(TEXT EXCERPT Opens)

Of particular interest is Part Four, which deals with Darwin's writing on mankind. Browne has condensed and concentrated Darwin's writings on race, society and women into thirty-four pages that provide ample insight into what might be better referred to as the un-quotable Darwin. Here, we find the Darwin who believed that the law of natural selection would determine the fates of nations and races, the Darwin who worried that vaccination would weaken the stock of the human race by preserving the weak, and the Darwin who viewed the widespread extinction of non-European peoples as an inevitable consequence of natural law. For historians of Darwin, these views are familiar features of the intellectual landscape of his day. But for those less acquainted with Darwin's writings, they make for challenging and disappointing reading. This section of the book reminds us that Darwin lived a long life, and that like many other white abolitionists his hatred of slavery did not extend to a belief in the equality of humanity.

(TEXT EXCERPT Closes)
(RECORD EXTRACTS Opens)

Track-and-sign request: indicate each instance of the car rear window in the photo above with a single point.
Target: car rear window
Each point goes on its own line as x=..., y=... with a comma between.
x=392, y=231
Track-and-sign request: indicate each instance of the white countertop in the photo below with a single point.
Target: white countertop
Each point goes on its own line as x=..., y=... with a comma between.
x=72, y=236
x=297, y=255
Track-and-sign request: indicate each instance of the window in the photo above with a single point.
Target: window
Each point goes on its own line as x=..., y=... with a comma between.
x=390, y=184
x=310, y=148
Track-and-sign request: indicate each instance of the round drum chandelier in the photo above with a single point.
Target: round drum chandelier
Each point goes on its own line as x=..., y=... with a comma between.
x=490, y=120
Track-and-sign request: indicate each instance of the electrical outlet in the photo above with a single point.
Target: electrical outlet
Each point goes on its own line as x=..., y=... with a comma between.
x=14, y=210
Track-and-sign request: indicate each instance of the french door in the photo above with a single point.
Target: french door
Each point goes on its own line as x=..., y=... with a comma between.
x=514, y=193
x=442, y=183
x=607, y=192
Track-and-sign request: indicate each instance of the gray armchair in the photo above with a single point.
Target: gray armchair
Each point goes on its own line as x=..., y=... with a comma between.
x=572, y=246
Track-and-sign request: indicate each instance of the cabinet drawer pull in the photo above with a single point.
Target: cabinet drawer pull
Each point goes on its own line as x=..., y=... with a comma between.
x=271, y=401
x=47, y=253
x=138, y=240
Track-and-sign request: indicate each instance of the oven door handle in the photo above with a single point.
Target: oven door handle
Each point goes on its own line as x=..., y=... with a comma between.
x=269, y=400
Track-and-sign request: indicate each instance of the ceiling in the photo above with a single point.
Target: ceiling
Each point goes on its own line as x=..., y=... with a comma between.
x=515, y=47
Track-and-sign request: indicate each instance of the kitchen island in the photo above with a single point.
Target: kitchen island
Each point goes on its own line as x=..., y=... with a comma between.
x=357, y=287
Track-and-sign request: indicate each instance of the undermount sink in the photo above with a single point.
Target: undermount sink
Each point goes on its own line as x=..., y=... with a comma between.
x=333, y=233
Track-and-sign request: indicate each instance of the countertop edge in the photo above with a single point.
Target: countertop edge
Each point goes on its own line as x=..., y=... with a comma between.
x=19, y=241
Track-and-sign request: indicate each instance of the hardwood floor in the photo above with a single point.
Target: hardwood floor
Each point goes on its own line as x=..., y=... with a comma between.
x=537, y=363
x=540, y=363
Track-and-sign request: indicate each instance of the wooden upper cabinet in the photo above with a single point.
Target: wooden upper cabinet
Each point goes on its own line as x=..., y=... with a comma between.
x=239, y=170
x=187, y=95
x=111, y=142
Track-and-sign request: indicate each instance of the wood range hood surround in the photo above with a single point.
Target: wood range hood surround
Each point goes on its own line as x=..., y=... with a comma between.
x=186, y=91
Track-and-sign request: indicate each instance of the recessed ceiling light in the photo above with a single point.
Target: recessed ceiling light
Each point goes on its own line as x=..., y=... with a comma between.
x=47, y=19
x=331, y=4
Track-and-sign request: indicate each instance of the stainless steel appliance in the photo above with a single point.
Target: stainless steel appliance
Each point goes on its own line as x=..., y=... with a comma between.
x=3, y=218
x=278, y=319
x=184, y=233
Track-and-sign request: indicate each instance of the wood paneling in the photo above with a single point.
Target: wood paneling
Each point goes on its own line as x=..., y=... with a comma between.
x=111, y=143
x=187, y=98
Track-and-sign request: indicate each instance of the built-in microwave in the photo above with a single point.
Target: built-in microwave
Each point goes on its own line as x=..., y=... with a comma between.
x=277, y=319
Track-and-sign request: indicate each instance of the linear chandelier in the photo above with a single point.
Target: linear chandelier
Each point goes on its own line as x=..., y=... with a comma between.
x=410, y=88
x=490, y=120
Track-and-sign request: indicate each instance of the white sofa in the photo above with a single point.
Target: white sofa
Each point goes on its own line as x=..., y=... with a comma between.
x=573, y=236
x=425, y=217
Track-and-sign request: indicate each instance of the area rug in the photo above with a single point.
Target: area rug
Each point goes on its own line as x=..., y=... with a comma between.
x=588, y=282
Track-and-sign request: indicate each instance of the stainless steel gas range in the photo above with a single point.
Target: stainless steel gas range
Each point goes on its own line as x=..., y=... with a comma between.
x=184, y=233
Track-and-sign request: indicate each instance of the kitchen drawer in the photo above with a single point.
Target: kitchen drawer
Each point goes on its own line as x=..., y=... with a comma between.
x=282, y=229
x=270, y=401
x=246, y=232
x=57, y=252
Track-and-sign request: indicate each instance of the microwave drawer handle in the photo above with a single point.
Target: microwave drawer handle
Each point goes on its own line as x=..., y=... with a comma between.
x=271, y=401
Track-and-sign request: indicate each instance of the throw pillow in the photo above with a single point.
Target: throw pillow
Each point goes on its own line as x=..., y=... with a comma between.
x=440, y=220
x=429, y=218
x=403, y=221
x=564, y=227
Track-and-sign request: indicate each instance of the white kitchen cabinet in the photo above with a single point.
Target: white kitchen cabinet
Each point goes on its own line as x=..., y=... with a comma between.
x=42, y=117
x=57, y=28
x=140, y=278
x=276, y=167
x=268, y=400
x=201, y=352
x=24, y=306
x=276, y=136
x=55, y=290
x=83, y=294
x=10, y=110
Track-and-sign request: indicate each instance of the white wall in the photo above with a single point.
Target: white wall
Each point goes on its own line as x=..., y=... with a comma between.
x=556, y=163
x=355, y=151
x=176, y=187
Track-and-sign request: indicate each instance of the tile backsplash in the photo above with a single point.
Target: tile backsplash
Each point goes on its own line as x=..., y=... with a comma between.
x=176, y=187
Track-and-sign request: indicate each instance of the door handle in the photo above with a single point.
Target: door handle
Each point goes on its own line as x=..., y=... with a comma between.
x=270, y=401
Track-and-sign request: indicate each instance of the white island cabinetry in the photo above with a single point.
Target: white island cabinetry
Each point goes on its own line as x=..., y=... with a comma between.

(RECORD EXTRACTS Closes)

## YOUR ASSIGNMENT:
Continue the passage about Darwin's writings on race, society and women, picking up after its final sentence. The items come from a separate source and are unrelated to the passage on Darwin.

## ANSWER SECTION:
Surprisingly, Browne's preface offers no guide to navigating this chapter. Readers are left to make of it what they will. While the aim of the book is to present Darwin in his own words, the volume would benefit from further discussion of some of these larger historiographical questions in the preface. Readers aren't provided with any context for Darwin's views on race or empire, but are told that ‘his personality shines out from his words’ (p. xvi). Darwin's personality by no means shines at every moment in this collection: his largest failings (from a contemporary perspective) are on full display. While Browne includes Darwin's own complaints on being misquoted and misunderstood (p. 209) and closes the book on a key misattribution (p. 306), the history of the places and roles that Darwin's ideas have enjoyed is left untouched.
This book provides further testament to Browne's thorough and painstaking knowledge of Darwin's life and works, and provides an ideal reference source for those new to Darwin and also readers already intimately familiar with his writing. As Darwin's works become increasingly available online, curated presentations of his ideas and beliefs become all the more valuable. There is no sign that people will soon cease to quote (and misquote) Darwin, and this collection delivers a key aid in reflecting on and studying his written work.